* _WRITTEN TASK A_: In the text on Azure Data Factory parquet ingestion, repeat verbatim the stretch from "The other route" through "to be set-up.".
* _WRITTEN TASK B_: According to the text on Azure Data Factory parquet ingestion, why does the route it discusses in detail require no additional infrastructure? Answer in one to three sentences.

Delimited files which have column names with spaces cannot directly be ingested in parquet format using the Azure Data Factory’s copy activity. We encounter the following error:

Failure type: User configuration issue
Details: ErrorCode=ParquetInvalidColumnName,'Type=Microsoft.DataTransfer>common.Shared.HybridDeliveryException,Message=The column name is invalid. Column name cannot contain these character:[,;{}()\n\t=],Source=Microsoft.DataTransfer.Common,'

So,if the column names of file to be ingested have any of the characters mentioned above, the copy activity fails to convert delimited files to parquet.

There are two ways to overcome this problem both of which involve leveraging dynamic mapping option of the Copy Activity. One has been explained in detail in a video by WafaStudies. Click on this link to view it. Although this solution provides more flexibility, it requires us to maintain a mapping table which is a manual effort for each type of file. If we call a stored procedure to auto-generate our mapping script, it does eliminate our manual effort but requires us to connect to Synapse or the database being used to run our script.

The other route to this problem, which will be discussing in detail here, is to generate the mapping JSON script within ADF, without using Data Flow. So no additional infrastructure has to be set-up.

Below is the complete JSON script of the pipeline for you to have a look into the minute details:

{
    "name": "csv_dynamic_mapping_copy",
    "properties": {
        "activities": [
            {
                "name": "Set_header_names",
                "type": "SetVariable",
                "dependsOn": [
                    {
                        "activity": "Lookup_file",
                        "dependencyConditions": [
                            "Succeeded"
                        ]
                    }
                ],
                "userProperties": [],
                "typeProperties": {
                    "variableName": "header_names",
                    "value": {
                        "value": "@split(replace(replace(string(activity('Lookup_file').output.firstRow),'{',''),'}',''),'\",\"')",
                        "type": "Expression"
                    }
                }
            },
            {
                "name": "Lookup_file",
                "type": "Lookup",
                "dependsOn": [],
                "policy": {
                    "timeout": "7.00:00:00",
                    "retry": 0,
                    "retryIntervalInSeconds": 30,
                    "secureOutput": false,
                    "secureInput": false
                },
                "userProperties": [],
                "typeProperties": {
                    "source": {
                        "type": "DelimitedTextSource",
                        "storeSettings": {
                            "type": "AzureBlobFSReadSettings",
                            "recursive": true,
                            "enablePartitionDiscovery": false
                        },
                        "formatSettings": {
                            "type": "DelimitedTextReadSettings"
                        }
                    },
                    "dataset": {
                        "referenceName": "ds_csv_adls",
                        "type": "DatasetReference",
                        "parameters": {
                            "in_file_path": {
                                "value": "@pipeline().parameters.in_file_path",
                                "type": "Expression"
                            },
                            "in_filename": {
                                "value": "@pipeline().parameters.in_filename",
                                "type": "Expression"
                            },
                            "header": {
                                "value": "@bool('false')",
                                "type": "Expression"
                            }
                        }
                    }
                }
            },
            {
                "name": "Copy data1",
                "type": "Copy",
                "dependsOn": [
                    {
                        "activity": "Set_mapping_script",
                        "dependencyConditions": [
                            "Succeeded"

[Records from a dataset]
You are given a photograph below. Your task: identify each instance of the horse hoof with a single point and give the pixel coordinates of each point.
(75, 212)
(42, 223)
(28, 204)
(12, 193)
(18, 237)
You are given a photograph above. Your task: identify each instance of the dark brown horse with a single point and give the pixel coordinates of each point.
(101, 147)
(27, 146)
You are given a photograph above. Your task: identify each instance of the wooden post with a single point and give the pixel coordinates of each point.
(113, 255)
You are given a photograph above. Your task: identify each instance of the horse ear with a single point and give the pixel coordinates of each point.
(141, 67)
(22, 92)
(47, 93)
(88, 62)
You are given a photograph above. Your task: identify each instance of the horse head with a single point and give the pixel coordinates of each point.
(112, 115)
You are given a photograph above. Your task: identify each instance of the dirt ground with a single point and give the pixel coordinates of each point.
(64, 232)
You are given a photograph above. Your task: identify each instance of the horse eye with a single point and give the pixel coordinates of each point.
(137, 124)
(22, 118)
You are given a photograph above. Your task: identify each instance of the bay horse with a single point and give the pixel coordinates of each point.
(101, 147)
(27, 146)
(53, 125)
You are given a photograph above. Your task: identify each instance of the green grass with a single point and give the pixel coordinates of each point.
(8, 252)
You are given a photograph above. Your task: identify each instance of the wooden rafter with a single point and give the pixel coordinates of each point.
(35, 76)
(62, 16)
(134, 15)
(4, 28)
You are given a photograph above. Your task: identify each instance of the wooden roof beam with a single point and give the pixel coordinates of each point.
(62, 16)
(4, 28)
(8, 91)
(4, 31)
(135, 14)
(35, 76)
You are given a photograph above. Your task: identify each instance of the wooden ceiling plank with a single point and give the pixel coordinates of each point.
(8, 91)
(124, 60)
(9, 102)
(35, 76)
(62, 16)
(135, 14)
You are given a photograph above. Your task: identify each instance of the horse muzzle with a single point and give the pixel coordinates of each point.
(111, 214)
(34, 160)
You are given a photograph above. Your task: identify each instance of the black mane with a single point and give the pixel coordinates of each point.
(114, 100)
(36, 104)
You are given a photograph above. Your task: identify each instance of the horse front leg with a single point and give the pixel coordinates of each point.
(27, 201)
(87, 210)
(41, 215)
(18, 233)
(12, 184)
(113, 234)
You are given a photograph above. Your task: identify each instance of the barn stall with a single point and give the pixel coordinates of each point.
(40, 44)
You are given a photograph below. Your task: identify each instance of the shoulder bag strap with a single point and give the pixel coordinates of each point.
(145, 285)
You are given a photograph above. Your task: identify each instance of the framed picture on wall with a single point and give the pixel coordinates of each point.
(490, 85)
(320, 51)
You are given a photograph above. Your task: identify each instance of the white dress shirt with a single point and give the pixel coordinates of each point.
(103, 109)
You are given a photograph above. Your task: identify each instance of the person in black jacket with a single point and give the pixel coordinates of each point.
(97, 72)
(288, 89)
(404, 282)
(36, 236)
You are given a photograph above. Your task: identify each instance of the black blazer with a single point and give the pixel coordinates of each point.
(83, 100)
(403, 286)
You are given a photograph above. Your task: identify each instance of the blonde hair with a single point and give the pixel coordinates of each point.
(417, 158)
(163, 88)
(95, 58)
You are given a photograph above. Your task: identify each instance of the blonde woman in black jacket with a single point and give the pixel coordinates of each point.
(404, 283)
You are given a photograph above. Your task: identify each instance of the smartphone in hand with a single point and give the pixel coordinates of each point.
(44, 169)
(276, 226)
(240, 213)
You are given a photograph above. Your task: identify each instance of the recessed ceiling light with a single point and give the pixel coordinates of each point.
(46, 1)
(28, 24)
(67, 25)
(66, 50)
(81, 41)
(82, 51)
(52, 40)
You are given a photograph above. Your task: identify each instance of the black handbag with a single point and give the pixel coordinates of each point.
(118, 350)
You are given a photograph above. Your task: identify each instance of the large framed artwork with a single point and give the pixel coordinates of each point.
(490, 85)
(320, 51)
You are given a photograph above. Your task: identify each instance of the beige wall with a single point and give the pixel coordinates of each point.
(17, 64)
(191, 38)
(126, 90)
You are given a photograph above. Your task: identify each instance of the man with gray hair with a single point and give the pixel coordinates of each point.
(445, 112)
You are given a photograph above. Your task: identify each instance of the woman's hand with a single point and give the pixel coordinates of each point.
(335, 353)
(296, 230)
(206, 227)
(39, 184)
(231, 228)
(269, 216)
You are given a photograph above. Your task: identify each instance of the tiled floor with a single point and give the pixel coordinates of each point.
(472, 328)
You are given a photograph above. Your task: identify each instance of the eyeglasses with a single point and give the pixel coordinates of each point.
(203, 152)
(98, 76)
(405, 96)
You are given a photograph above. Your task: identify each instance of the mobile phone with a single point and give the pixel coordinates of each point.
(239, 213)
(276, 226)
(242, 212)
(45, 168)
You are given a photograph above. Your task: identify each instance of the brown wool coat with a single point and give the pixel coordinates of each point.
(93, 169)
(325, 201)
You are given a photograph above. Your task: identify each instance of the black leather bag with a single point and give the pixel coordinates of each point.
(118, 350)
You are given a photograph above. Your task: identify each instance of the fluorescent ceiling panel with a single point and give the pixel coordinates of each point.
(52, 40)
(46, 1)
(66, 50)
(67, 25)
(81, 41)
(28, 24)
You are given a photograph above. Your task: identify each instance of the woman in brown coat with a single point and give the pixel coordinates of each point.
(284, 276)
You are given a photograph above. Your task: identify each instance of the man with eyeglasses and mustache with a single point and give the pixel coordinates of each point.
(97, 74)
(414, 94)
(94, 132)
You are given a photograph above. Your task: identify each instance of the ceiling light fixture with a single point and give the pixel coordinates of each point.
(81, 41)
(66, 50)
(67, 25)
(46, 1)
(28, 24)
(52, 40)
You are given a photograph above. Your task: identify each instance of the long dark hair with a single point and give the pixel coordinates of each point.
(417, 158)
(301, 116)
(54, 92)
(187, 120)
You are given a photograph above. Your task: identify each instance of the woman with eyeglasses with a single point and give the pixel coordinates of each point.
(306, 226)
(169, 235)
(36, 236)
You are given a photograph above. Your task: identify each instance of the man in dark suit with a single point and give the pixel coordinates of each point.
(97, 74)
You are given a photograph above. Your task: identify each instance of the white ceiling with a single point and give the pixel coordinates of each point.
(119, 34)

* _WRITTEN SOLUTION A_:
The other route to this problem, which will be discussing in detail here, is to generate the mapping JSON script within ADF, without using Data Flow. So no additional infrastructure has to be set-up.

* _WRITTEN SOLUTION B_: The route generates the mapping JSON script within Azure Data Factory itself, without using Data Flow, so no additional infrastructure has to be set up. By contrast, auto-generating the mapping script through a stored procedure requires connecting to Synapse or the database used to run the script.